TASK PROMPT =
Which lines of the listing below contain the string "lichen"? Copy each one of them in full.

EXERCISE MATERIAL =
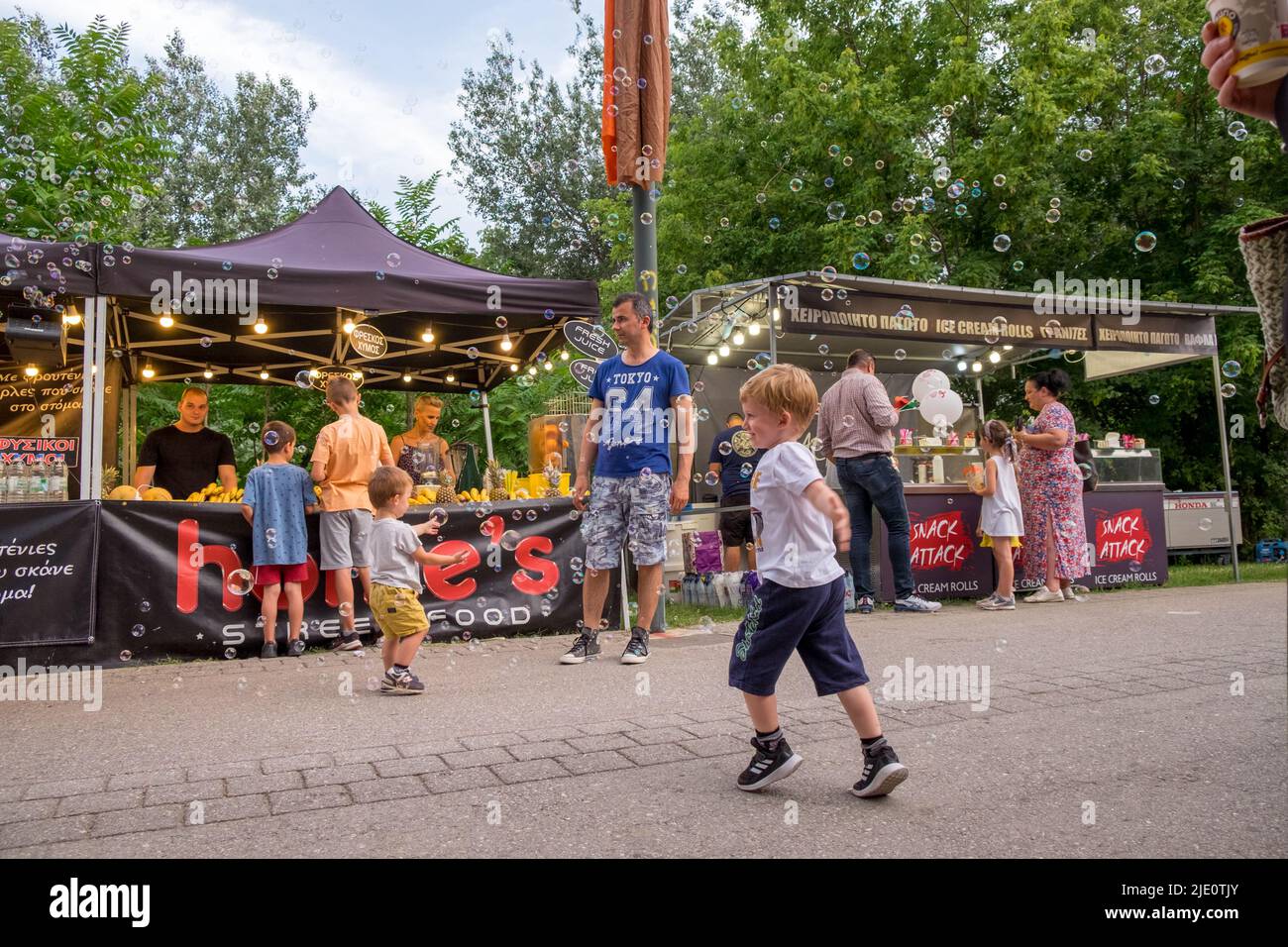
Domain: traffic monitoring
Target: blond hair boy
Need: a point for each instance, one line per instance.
---
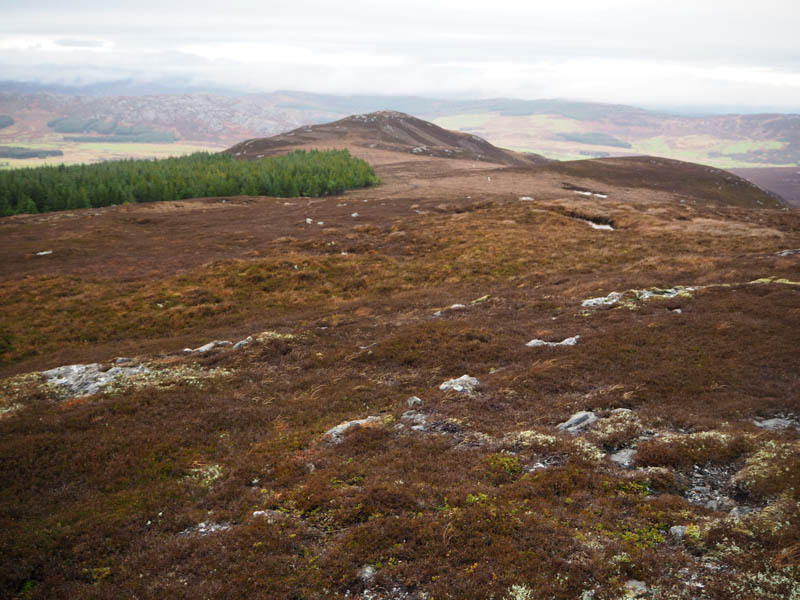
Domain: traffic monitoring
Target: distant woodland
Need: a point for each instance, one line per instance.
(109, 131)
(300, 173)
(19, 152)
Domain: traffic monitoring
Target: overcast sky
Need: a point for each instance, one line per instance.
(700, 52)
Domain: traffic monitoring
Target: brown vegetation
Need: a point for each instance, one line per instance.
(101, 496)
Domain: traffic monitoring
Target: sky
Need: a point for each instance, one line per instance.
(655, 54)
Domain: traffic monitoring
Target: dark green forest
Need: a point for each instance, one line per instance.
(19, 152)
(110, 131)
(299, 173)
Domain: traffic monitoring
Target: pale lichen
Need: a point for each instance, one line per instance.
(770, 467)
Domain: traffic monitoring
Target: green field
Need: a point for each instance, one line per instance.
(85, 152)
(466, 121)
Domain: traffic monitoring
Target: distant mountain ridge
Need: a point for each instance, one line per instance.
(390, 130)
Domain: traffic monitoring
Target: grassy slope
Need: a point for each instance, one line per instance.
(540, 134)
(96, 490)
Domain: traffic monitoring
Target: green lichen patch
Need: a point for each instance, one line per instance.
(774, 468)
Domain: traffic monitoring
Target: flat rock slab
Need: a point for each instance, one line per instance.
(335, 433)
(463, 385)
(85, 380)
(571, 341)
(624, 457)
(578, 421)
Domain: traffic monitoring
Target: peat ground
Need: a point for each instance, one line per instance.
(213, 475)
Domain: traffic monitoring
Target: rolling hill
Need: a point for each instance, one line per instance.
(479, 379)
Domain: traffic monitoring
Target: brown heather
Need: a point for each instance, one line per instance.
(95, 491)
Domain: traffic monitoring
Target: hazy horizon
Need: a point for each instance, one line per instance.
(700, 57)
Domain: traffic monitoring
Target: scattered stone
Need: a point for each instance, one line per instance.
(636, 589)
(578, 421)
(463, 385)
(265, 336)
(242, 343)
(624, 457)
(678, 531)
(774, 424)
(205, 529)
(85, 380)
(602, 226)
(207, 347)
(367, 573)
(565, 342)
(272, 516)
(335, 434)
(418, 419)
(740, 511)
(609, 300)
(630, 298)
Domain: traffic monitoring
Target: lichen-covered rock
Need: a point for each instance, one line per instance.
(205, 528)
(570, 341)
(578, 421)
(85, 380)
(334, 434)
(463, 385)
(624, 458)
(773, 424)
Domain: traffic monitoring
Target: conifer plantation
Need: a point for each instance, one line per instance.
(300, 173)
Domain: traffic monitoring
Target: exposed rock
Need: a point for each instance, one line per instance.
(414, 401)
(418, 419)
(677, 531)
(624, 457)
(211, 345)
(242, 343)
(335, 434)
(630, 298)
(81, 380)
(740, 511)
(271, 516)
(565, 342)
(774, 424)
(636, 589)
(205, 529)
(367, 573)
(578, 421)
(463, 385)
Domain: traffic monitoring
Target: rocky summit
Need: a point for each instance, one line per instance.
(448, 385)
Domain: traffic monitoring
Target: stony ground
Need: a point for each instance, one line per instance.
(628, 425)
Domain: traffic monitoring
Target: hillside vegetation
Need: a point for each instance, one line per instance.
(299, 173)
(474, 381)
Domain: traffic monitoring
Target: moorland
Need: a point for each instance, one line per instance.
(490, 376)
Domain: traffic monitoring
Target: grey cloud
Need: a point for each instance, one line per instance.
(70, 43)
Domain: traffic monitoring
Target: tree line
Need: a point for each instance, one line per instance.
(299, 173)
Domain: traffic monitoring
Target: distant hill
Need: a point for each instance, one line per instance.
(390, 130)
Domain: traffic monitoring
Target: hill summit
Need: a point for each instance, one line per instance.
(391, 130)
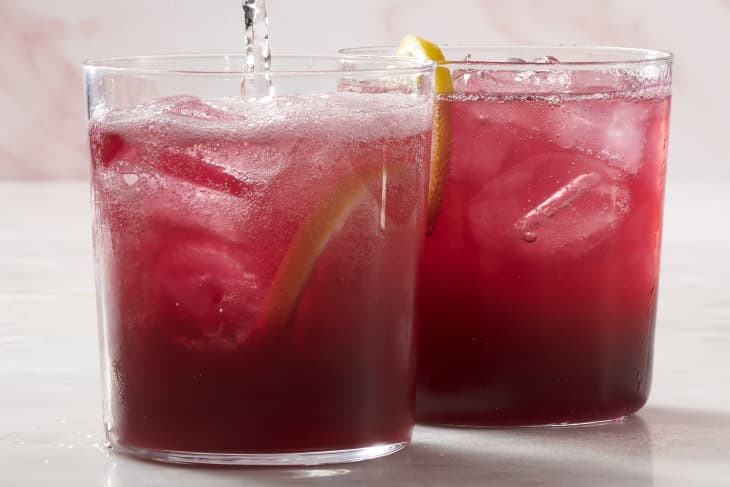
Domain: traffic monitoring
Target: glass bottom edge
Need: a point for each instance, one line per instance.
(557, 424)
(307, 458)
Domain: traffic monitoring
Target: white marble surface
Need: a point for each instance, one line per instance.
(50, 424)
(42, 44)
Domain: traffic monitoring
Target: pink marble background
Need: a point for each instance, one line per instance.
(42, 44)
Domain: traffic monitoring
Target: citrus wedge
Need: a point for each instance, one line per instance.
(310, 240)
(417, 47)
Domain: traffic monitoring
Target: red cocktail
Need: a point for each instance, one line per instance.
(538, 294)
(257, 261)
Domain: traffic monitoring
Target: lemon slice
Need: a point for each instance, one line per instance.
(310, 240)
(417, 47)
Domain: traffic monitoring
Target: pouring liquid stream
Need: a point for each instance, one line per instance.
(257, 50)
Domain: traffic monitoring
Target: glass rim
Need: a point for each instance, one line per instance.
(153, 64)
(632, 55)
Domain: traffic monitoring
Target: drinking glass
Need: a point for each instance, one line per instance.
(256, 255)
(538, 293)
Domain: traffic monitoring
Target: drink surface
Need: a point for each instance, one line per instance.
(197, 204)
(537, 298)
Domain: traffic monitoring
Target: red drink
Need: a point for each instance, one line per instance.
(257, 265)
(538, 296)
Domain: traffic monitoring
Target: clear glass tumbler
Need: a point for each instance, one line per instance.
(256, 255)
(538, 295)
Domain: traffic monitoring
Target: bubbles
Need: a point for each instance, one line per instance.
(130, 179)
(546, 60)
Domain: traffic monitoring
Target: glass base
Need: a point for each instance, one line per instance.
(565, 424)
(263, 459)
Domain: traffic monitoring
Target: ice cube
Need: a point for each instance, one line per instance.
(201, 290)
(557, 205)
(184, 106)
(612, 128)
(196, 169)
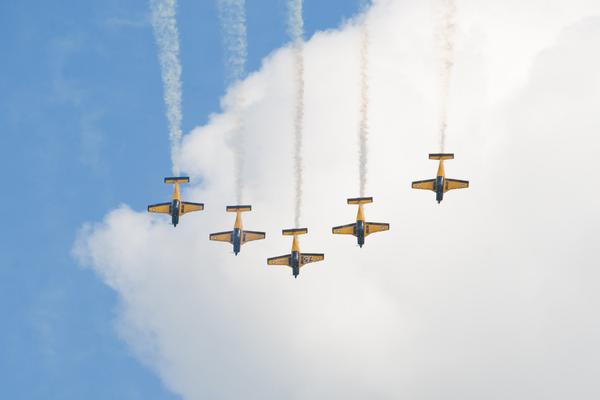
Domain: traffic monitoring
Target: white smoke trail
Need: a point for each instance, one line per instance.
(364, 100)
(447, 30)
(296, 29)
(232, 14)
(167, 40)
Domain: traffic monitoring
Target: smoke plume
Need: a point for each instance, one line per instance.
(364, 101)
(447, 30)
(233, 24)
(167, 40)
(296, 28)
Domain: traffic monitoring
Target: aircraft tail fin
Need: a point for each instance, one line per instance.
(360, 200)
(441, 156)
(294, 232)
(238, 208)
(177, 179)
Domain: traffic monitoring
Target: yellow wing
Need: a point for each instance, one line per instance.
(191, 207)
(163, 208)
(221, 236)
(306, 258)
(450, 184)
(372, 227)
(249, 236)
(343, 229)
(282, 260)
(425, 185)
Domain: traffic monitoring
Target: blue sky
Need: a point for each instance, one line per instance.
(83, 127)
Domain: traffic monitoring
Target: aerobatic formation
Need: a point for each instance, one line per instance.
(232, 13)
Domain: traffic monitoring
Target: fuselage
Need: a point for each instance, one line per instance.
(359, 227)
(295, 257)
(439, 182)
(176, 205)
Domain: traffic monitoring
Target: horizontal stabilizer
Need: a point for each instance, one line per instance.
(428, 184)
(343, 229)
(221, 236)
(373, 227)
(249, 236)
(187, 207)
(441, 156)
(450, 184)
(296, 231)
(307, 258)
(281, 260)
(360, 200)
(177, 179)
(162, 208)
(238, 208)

RESPONSE FOR THIS EXERCISE =
Target: pale lichen
Target: green lichen patch
Target: lichen-covered rock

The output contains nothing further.